→ Brief
Once you have read the listing, retype all of it exactly.
START Information provided
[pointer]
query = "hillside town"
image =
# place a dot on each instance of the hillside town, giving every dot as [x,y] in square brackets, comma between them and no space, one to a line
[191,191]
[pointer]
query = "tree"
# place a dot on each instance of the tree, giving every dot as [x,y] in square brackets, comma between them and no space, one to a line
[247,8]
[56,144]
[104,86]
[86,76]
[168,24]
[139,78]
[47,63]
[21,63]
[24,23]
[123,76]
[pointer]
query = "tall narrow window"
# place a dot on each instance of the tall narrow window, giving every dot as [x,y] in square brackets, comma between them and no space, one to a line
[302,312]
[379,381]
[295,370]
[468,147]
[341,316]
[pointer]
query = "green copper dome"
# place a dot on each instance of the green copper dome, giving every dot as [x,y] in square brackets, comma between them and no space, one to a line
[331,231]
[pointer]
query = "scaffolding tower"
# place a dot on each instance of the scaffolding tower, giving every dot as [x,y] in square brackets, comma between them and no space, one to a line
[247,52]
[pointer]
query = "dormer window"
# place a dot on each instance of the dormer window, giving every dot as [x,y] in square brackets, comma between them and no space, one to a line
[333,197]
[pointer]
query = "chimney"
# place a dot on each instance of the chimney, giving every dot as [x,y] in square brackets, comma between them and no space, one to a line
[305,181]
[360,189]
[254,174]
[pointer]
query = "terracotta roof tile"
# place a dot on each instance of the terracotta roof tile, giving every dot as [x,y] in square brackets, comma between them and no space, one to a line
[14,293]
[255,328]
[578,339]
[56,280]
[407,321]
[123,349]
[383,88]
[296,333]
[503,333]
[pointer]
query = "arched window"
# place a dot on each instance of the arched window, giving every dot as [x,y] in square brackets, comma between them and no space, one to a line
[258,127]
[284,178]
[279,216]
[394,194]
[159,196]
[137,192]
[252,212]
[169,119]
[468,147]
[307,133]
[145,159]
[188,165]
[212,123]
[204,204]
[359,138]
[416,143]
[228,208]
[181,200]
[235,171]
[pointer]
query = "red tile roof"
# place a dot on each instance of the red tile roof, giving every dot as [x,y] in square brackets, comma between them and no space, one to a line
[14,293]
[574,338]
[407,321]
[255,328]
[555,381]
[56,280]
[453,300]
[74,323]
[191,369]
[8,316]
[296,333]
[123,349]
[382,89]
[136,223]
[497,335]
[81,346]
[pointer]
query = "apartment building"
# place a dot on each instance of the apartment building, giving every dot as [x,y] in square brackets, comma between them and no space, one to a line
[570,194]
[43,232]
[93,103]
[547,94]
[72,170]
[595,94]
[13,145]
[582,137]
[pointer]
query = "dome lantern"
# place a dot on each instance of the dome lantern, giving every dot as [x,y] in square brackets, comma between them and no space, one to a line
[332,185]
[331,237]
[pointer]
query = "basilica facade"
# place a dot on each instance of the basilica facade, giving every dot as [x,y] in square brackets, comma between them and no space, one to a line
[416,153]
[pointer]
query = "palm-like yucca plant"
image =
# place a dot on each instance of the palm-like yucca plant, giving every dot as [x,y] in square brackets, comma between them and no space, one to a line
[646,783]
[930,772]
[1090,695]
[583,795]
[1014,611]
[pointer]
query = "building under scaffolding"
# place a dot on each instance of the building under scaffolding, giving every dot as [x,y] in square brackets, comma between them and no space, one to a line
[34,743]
END Information provided
→ Response box
[pointer]
query = "hillside town"
image =
# place a dot on each instance of the hillside town, giving every dot as [x,y] in square brackets, comma between them and no space, one to a line
[191,191]
[pointer]
query = "tree"
# place a dot on each instance of the tree, giving every dot as [x,y] in square brackets, comma between them and no space, one to a line
[247,8]
[56,144]
[104,86]
[86,76]
[168,24]
[139,78]
[47,63]
[21,63]
[24,23]
[123,76]
[pointer]
query = "tall narrow window"
# place a dot on each instance of the tall narrow window, giving every dot as [x,y] in square brackets, comma between them and no space, one to a line
[302,312]
[379,381]
[295,370]
[468,147]
[341,316]
[pointer]
query = "green copper dome"
# place a dot on each instance of the green copper dome, giving every dot as [x,y] in square brackets, comma between them and no space, one to a line
[331,231]
[pointer]
query = "scaffolding tower"
# place a dot on each instance of the scaffolding tower, giving every dot as [x,y] in square brackets, comma between them and no space, one to a line
[247,52]
[pointer]
query = "dormer window"
# place a dot on each instance of the dormer window, giving every dot as [x,y] in square brackets, comma between them and no space, one to a line
[333,197]
[pointer]
query = "chimney"
# place a dot on each instance of the chimney, giving every dot as [x,y] in square brackets, comma between them and no space, one to a line
[305,181]
[360,189]
[254,174]
[pointer]
query = "terracotta roof tile"
# place a dot on each instance of the terracotta roof tile, giving every dot as [x,y] in square brackets, comma between them and no space, one to a line
[14,293]
[255,328]
[578,339]
[56,280]
[407,321]
[123,349]
[383,88]
[296,333]
[503,333]
[pointer]
query = "arched window"
# place a dot on each instance of the arched window, giving every dot as [x,y] in square brackets, comma between them and no space, one to a line
[258,127]
[284,178]
[279,216]
[394,194]
[159,196]
[137,192]
[252,212]
[169,119]
[468,147]
[307,133]
[145,159]
[188,165]
[212,123]
[204,204]
[359,138]
[416,143]
[228,208]
[181,200]
[235,171]
[pointer]
query = "red tile roof"
# place a dot on each instance of the red tile roof, giving every dot as [x,y] in square brackets, comma between them and no space, one to a line
[14,293]
[574,338]
[407,321]
[255,328]
[555,381]
[56,280]
[453,300]
[74,323]
[191,369]
[8,316]
[296,333]
[123,349]
[382,89]
[136,223]
[497,335]
[81,346]
[pointer]
query = "apartment building"
# place a dot on each instance of the apartment building, giving every dot as [x,y] in square brackets, comma between them and no space, one to a line
[570,194]
[43,232]
[93,103]
[547,94]
[72,170]
[595,94]
[13,145]
[582,137]
[pointer]
query = "dome lantern"
# place a dot on each instance of the dome lantern, giving every dot as [x,y] in square brackets, comma between them and no space, one to a line
[332,185]
[331,237]
[pointer]
query = "basilica facade"
# place a dot on each instance of the basilica facade, giving every dot as [x,y] in square brackets, comma between them and no space, one to a line
[416,153]
[pointer]
query = "palm-like yucca plant"
image =
# place a dot on each instance of the palm-like yucca plant, giving every dot as [x,y] in square brackets, comma between them and no space, one to a line
[646,783]
[930,772]
[1090,695]
[583,795]
[1014,611]
[pointer]
query = "building under scaffolding"
# place a dot on each instance of the building under scaffolding, giving every dot as [x,y] in square brackets, comma between them and no space, one to a line
[34,743]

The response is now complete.